▸ Problem statement: Continue the essay on making the case for philosophy to scientists, picking up right after its final sentence.

▸ Supplied passage:
## START

Greg Radick – The Argument from Science

(Published in Sapere Aude: The Future of the Humanities in British Universities, pp.185-190. Eds. K. Almqvist and I. Thomas. Stockholm: Ax:son Johnson Foundation, 2017.  This is the written-up version of a short talk I contributed to a symposium held at the British Academy on 15 February 2015 on the question – then recently posed by Stephen Hawking – “what is the point of philosophy?”.)

 

For anyone like me, working in or around a philosophy unit at a British university in the 2010s, the question “what is the point of philosophy?” is a very familiar one.  We have to make the case for philosophy all the time.  I want here to set out a more detailed form of the case that I make when pitching to scientists.  I’m a historian and philosopher of science, so my own philosophical teaching and research are more science-directed than is typical for philosophers as a whole.  But as the British Academy debate took some science-versus-philosophy remarks from Stephen Hawking as its starting point, a little attention along these lines seems appropriate.

## END

▸ Data provided:
## START

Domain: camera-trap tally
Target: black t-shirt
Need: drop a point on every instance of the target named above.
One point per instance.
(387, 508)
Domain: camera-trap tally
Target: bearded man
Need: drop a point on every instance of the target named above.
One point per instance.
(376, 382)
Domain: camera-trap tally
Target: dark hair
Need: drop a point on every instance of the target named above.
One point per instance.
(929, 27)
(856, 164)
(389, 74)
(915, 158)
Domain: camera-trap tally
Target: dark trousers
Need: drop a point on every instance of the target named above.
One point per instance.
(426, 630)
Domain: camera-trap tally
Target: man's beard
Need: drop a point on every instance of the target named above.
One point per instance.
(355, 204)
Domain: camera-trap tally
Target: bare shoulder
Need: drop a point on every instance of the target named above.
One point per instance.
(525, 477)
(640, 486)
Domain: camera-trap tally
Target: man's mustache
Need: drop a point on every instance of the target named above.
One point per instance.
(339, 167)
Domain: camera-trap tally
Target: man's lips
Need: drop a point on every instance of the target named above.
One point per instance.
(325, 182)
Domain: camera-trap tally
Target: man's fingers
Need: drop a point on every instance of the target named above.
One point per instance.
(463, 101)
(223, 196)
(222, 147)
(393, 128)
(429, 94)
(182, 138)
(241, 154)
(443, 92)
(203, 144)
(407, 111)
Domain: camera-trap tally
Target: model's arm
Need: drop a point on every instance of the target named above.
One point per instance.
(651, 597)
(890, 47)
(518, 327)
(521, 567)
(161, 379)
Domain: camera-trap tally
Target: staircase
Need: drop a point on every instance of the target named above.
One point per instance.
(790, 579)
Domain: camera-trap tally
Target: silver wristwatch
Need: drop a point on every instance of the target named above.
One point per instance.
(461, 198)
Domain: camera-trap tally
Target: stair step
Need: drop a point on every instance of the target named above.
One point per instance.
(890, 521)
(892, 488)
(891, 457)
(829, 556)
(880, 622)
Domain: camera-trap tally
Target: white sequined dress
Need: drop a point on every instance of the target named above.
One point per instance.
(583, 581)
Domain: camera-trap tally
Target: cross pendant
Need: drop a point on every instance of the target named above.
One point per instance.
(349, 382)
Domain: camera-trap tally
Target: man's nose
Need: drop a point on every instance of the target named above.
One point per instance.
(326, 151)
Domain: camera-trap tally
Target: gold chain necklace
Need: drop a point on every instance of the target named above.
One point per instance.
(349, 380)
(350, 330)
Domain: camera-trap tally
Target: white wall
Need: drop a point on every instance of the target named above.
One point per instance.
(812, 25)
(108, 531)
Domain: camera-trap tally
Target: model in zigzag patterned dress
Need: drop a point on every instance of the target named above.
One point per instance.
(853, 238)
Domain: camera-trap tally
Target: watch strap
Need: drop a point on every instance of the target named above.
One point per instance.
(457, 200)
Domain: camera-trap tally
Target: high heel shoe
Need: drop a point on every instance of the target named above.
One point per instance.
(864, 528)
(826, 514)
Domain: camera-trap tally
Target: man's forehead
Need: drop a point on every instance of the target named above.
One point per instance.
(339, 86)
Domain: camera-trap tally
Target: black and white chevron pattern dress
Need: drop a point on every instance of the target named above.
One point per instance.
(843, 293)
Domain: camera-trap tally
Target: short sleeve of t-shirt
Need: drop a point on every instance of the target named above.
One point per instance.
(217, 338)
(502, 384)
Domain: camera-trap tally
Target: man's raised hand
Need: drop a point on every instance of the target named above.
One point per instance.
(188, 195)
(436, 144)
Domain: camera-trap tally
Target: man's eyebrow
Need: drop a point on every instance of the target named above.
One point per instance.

## END

▸ Task output:
I’ll make three points in what follows.  The first – which is the one I’ll dwell on at greatest length – is that science goes better for close contact with philosophy.  My argument for that claim is the “argument from science” of my title.  The second point is that there are well-understood reasons why philosophical contact can be intellectually fruitful for scientists, to do with the nature of scientific training.  The third point is that, in my view, the fruitfulness of this interaction can and should be two-way.  Just as science goes better for contact with philosophy, so philosophy goes better for contact with science.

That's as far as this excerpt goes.